[Saved entries]
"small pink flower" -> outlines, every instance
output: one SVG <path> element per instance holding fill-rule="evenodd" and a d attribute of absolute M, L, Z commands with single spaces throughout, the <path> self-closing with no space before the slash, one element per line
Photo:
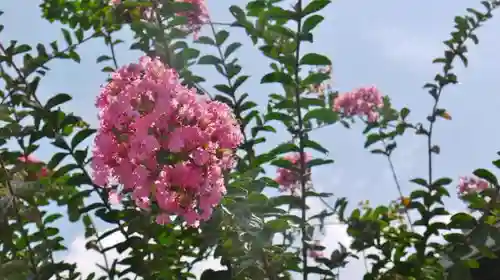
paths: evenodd
<path fill-rule="evenodd" d="M 482 192 L 489 188 L 489 183 L 486 180 L 475 177 L 460 177 L 458 183 L 458 193 L 460 195 Z"/>
<path fill-rule="evenodd" d="M 159 225 L 166 225 L 170 223 L 170 217 L 167 214 L 162 213 L 156 216 L 156 223 Z"/>
<path fill-rule="evenodd" d="M 321 241 L 319 241 L 319 240 L 315 240 L 314 245 L 322 246 Z M 325 254 L 323 253 L 322 250 L 314 250 L 314 249 L 309 250 L 309 257 L 311 257 L 311 258 L 317 259 L 317 258 L 323 258 L 324 256 L 325 256 Z"/>
<path fill-rule="evenodd" d="M 309 250 L 309 257 L 311 258 L 322 258 L 324 256 L 322 251 Z"/>
<path fill-rule="evenodd" d="M 201 27 L 209 21 L 208 9 L 205 0 L 176 0 L 178 2 L 191 3 L 193 9 L 179 13 L 179 16 L 187 17 L 188 24 L 186 30 L 194 33 L 195 39 L 198 37 Z"/>
<path fill-rule="evenodd" d="M 347 117 L 365 116 L 368 122 L 379 118 L 378 108 L 382 108 L 382 95 L 376 87 L 365 87 L 339 95 L 334 100 L 333 110 Z"/>
<path fill-rule="evenodd" d="M 122 1 L 121 1 L 121 0 L 110 0 L 110 1 L 109 1 L 109 5 L 110 5 L 110 6 L 118 6 L 118 5 L 120 5 L 121 3 L 122 3 Z"/>
<path fill-rule="evenodd" d="M 120 202 L 122 201 L 122 197 L 116 191 L 110 191 L 108 200 L 109 200 L 109 203 L 116 205 L 116 204 L 120 204 Z"/>
<path fill-rule="evenodd" d="M 41 163 L 41 161 L 37 159 L 34 155 L 20 156 L 18 160 L 24 163 Z"/>
<path fill-rule="evenodd" d="M 33 155 L 28 155 L 28 156 L 20 156 L 19 158 L 17 158 L 20 162 L 23 162 L 23 163 L 26 163 L 26 164 L 43 164 L 42 161 L 40 161 L 38 158 L 36 158 L 35 156 Z M 44 177 L 47 177 L 49 176 L 49 169 L 45 166 L 42 166 L 42 168 L 40 168 L 40 171 L 36 174 L 31 174 L 29 172 L 28 174 L 28 179 L 29 180 L 36 180 L 36 179 L 39 179 L 39 178 L 44 178 Z"/>
<path fill-rule="evenodd" d="M 290 155 L 286 155 L 283 159 L 290 161 L 292 165 L 296 168 L 300 168 L 300 154 L 294 153 Z M 311 156 L 307 153 L 304 154 L 304 163 L 307 163 L 311 160 Z M 306 181 L 310 180 L 310 170 L 306 170 Z M 295 193 L 300 188 L 300 174 L 298 172 L 286 169 L 286 168 L 278 168 L 278 177 L 275 181 L 280 185 L 280 191 L 290 191 Z"/>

- Requirement: Reproduce the records in full and leave the images behind.

- Response to this task:
"small pink flower" -> outlines, every instance
output: one SVG <path> element per instance holding fill-rule="evenodd" and a d attribute of absolute M, L, Z commands with single spaces throughout, the <path> self-closing with no space before the slash, one element per line
Photo:
paths: evenodd
<path fill-rule="evenodd" d="M 482 192 L 489 188 L 489 183 L 486 180 L 475 177 L 460 177 L 458 183 L 458 193 L 460 195 Z"/>
<path fill-rule="evenodd" d="M 159 225 L 166 225 L 170 223 L 170 217 L 167 214 L 162 213 L 156 216 L 156 223 Z"/>
<path fill-rule="evenodd" d="M 321 241 L 319 241 L 319 240 L 315 240 L 314 245 L 322 246 Z M 325 254 L 323 253 L 322 250 L 314 250 L 314 249 L 309 250 L 309 257 L 311 257 L 311 258 L 317 259 L 317 258 L 323 258 L 324 256 L 325 256 Z"/>
<path fill-rule="evenodd" d="M 309 250 L 309 257 L 311 258 L 322 258 L 324 256 L 322 251 Z"/>
<path fill-rule="evenodd" d="M 201 27 L 209 21 L 208 9 L 205 0 L 176 0 L 178 2 L 191 3 L 193 9 L 179 13 L 179 16 L 187 17 L 188 24 L 186 30 L 194 33 L 195 39 L 198 37 Z"/>
<path fill-rule="evenodd" d="M 347 117 L 365 116 L 368 122 L 379 118 L 378 108 L 382 108 L 382 95 L 376 87 L 365 87 L 339 95 L 334 100 L 333 110 Z"/>
<path fill-rule="evenodd" d="M 122 1 L 121 1 L 121 0 L 110 0 L 110 1 L 109 1 L 109 5 L 110 5 L 110 6 L 118 6 L 118 5 L 120 5 L 121 3 L 122 3 Z"/>
<path fill-rule="evenodd" d="M 120 202 L 122 201 L 122 197 L 116 191 L 110 191 L 108 200 L 109 200 L 109 203 L 116 205 L 116 204 L 120 204 Z"/>
<path fill-rule="evenodd" d="M 41 163 L 41 161 L 37 159 L 34 155 L 20 156 L 18 160 L 24 163 Z"/>
<path fill-rule="evenodd" d="M 33 155 L 28 155 L 28 156 L 20 156 L 19 158 L 17 158 L 20 162 L 23 162 L 23 163 L 26 163 L 26 164 L 43 164 L 42 161 L 40 161 L 38 158 L 36 158 L 35 156 Z M 44 177 L 47 177 L 49 176 L 49 169 L 45 166 L 42 166 L 42 168 L 40 168 L 40 171 L 36 174 L 31 174 L 29 172 L 28 174 L 28 179 L 29 180 L 36 180 L 36 179 L 39 179 L 39 178 L 44 178 Z"/>
<path fill-rule="evenodd" d="M 290 155 L 286 155 L 283 159 L 290 161 L 292 165 L 296 168 L 300 168 L 300 154 L 294 153 Z M 311 156 L 307 153 L 304 154 L 304 163 L 307 163 L 311 160 Z M 306 181 L 310 180 L 310 170 L 306 170 Z M 295 193 L 300 188 L 300 174 L 298 172 L 286 169 L 286 168 L 278 168 L 278 177 L 275 181 L 280 185 L 280 191 L 290 191 Z"/>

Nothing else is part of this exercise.